Content starts

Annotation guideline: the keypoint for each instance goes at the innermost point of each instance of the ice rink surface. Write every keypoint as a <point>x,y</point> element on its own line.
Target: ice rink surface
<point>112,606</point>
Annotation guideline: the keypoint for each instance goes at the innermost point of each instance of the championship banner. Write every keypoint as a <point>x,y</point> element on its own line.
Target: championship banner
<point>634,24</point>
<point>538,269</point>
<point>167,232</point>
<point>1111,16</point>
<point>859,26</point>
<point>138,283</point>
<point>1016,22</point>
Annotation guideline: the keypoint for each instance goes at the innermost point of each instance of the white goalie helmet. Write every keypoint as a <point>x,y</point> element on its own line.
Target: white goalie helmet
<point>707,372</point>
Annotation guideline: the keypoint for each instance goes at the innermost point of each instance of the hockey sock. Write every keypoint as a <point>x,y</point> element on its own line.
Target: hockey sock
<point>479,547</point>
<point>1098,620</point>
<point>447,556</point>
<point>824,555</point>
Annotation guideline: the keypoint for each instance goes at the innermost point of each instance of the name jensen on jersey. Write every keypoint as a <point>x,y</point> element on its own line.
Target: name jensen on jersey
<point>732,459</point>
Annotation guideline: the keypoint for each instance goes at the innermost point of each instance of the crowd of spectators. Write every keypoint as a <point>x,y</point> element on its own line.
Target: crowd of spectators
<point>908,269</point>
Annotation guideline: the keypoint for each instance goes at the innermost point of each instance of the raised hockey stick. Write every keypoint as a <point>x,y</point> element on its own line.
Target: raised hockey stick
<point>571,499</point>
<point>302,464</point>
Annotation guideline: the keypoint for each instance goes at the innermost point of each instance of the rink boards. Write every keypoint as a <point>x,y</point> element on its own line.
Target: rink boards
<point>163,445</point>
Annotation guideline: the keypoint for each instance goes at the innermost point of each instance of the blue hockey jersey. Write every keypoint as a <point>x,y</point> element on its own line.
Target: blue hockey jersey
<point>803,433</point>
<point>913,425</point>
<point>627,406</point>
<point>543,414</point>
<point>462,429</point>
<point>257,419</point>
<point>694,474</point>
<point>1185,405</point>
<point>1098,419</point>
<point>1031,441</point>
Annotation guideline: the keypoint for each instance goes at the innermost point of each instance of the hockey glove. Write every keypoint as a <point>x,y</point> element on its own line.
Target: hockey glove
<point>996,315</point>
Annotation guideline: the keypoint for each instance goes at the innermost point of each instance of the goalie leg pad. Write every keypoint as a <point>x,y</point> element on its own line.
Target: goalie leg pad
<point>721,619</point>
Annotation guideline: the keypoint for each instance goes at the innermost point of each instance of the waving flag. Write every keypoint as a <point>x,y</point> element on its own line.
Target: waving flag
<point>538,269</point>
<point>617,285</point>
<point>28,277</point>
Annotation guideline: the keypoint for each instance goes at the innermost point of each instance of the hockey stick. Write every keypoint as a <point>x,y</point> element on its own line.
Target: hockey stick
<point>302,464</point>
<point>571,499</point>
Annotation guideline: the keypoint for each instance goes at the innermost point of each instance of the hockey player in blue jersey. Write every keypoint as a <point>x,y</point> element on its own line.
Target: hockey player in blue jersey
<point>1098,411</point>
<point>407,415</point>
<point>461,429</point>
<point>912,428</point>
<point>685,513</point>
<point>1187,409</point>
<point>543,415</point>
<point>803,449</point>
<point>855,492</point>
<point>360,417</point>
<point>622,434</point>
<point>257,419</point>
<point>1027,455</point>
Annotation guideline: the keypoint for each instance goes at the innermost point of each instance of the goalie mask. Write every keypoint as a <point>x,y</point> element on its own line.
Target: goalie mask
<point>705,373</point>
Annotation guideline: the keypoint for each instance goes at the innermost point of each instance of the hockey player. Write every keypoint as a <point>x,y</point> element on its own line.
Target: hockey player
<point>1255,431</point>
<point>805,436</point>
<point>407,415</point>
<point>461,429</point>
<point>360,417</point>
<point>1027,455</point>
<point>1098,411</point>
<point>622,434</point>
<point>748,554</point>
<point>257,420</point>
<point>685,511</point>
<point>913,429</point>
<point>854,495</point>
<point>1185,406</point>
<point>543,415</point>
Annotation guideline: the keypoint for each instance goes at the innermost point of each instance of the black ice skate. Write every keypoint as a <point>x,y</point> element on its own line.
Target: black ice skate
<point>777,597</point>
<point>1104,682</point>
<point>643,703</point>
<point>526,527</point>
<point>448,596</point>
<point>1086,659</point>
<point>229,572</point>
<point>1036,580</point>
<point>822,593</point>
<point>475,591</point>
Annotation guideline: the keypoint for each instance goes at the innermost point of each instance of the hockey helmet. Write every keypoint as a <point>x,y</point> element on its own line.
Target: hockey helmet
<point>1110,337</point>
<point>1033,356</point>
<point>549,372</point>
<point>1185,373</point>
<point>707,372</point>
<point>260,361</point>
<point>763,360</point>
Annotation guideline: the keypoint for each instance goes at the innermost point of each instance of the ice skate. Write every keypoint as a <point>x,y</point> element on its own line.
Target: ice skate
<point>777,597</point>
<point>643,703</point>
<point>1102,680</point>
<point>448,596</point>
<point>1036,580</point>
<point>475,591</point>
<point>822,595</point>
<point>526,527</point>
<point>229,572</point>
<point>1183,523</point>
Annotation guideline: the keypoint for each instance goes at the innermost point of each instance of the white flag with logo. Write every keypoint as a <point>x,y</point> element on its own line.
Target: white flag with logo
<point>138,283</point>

Content ends

> Problem to solve
Copy the whole listing above once more, character for character.

> Your solution
Annotation guideline: the keypoint for each instance goes at the innermost point of each instance of the ice rink surface. Write every keypoint as a <point>x,y</point> element on its own line.
Target: ice rink surface
<point>112,606</point>
Annotation guideline: the keypoint for each instance goes at the innermost point of each instance of the championship banner. Write every keypoint as a <point>x,y</point> element on its own line.
Target: championship banner
<point>634,24</point>
<point>538,269</point>
<point>167,232</point>
<point>1111,16</point>
<point>859,26</point>
<point>138,283</point>
<point>1016,22</point>
Annotation guideline: the keypoint for each instance goes at the innermost point of each instance of the white goalie helmet. Write every keypoint as a <point>x,y</point> element on its own line.
Target: white goalie helmet
<point>707,372</point>
Annotation guideline: the keypoint for each instance goes at the innermost point of each instance of the hockey sock. Write every keypoint as a <point>x,y</point> element on its own line.
Target: hockey sock
<point>479,547</point>
<point>1098,620</point>
<point>447,556</point>
<point>824,555</point>
Annotation guideline: the keypoint for each instance goes at the innermost point of each instance of the name jensen on jersey. Write every keypoint as a <point>x,y</point> element on its own line.
Target: name jensen on jersey
<point>732,459</point>
Annotation guideline: the keypoint for each instance goes at the innermost point of each instance of the crowd of spectators. Write every keypoint as a <point>x,y</point> element on its own line.
Target: crowd of spectators
<point>908,269</point>
Annotation guideline: the keypoint for each instance goes at the innermost point of each instance of the raised hockey stick. Write every keypoint as a <point>x,y</point> element on its own line.
Target: raised hockey stick
<point>571,499</point>
<point>302,464</point>
Annotation guideline: the keypoint for each instance goes at the innermost point of each instance of the rink boards. Write every keypoint as a <point>x,y</point> element on its own line.
Target: rink boards
<point>163,445</point>
Annotation guideline: the keypoint for each instance goes at the innermost point of each instance of the blue hockey jersey. Write every keypoint as a <point>x,y</point> element on its own line.
Target: blue hockey jersey
<point>803,433</point>
<point>913,425</point>
<point>627,406</point>
<point>543,414</point>
<point>462,429</point>
<point>257,419</point>
<point>694,474</point>
<point>1185,405</point>
<point>1098,419</point>
<point>1031,441</point>
Annotation guideline: the keypoint for each instance goes at the innermost point of each instance of the hockey glove. Write every keypoint as a <point>x,y</point> element on its own line.
Target: hockey glove
<point>996,315</point>
Annotation guideline: the keypoint for each instance goes at the innermost point of each instance of the goalie leg pad. Write every keypoint as a <point>x,y</point> element on its own line.
Target: goalie leg pad
<point>721,619</point>
Annotation guideline: the keypoint for each instance goes at the innermost point of each instance of the waving flag. Write every keypoint as a <point>x,y</point> element on its own line.
Target: waving flag
<point>538,269</point>
<point>617,285</point>
<point>28,277</point>
Annotation guideline: the keypoint for each instance goes at the innermost point of each instance of the hockey stick. Write every keypoint as a <point>x,y</point> element on its own line.
Target: hockey stick
<point>302,464</point>
<point>571,499</point>
Annotation guideline: the keypoint for each instance goes at the innermost point of each instance of the hockey player in blue jersey. Write every keypoint as a <point>x,y</point> element on its own line.
Target: hockey player in blue jersey
<point>1098,411</point>
<point>407,415</point>
<point>461,429</point>
<point>912,428</point>
<point>685,513</point>
<point>1187,409</point>
<point>543,415</point>
<point>803,449</point>
<point>855,492</point>
<point>360,417</point>
<point>622,434</point>
<point>257,419</point>
<point>1027,455</point>
Annotation guideline: the keypoint for each instance goes at the innermost point of each instance of the goalie mask. Write every keypoint as a <point>x,y</point> element on its own line.
Target: goalie mask
<point>705,373</point>
Annotation guideline: the keypoint for each instance goes at the innermost point of each instance of the hockey player. Write every keypoint as a <point>x,y</point> element on its own line.
Target: hockey player
<point>1255,431</point>
<point>805,436</point>
<point>407,415</point>
<point>461,429</point>
<point>360,417</point>
<point>1027,455</point>
<point>1098,411</point>
<point>622,434</point>
<point>748,554</point>
<point>257,420</point>
<point>685,511</point>
<point>913,429</point>
<point>854,495</point>
<point>1185,406</point>
<point>543,415</point>
Annotation guideline: the keypoint for each instance goes at the innermost point of each instance of the black ice skate. Write every keypoint as a <point>x,y</point> element on its own line.
Target: black ice skate
<point>777,597</point>
<point>1104,682</point>
<point>643,703</point>
<point>526,527</point>
<point>448,596</point>
<point>1086,659</point>
<point>229,572</point>
<point>1036,580</point>
<point>822,593</point>
<point>475,591</point>
Annotation guideline: the keypoint for each instance goes at the innermost point of each instance of the hockey helmet. Write every keypoint as a <point>x,y</point> element on its own line.
Target: hockey helmet
<point>1110,337</point>
<point>1033,356</point>
<point>549,372</point>
<point>1185,373</point>
<point>707,372</point>
<point>260,361</point>
<point>763,360</point>
Annotation guideline: the keypoint for each instance goes at the innermost point of each instance of the ice skate. Write every keypoint as a <point>x,y</point> element on its own line.
Target: ice skate
<point>777,597</point>
<point>643,703</point>
<point>1102,680</point>
<point>448,596</point>
<point>1036,580</point>
<point>475,591</point>
<point>822,595</point>
<point>526,527</point>
<point>229,572</point>
<point>1183,523</point>
Annotation guideline: the keypoint for each instance goes at the innermost point of each instance of the white flag with logo. Write every keypoint as a <point>x,y</point> element on its own line.
Target: white flag with logo
<point>138,283</point>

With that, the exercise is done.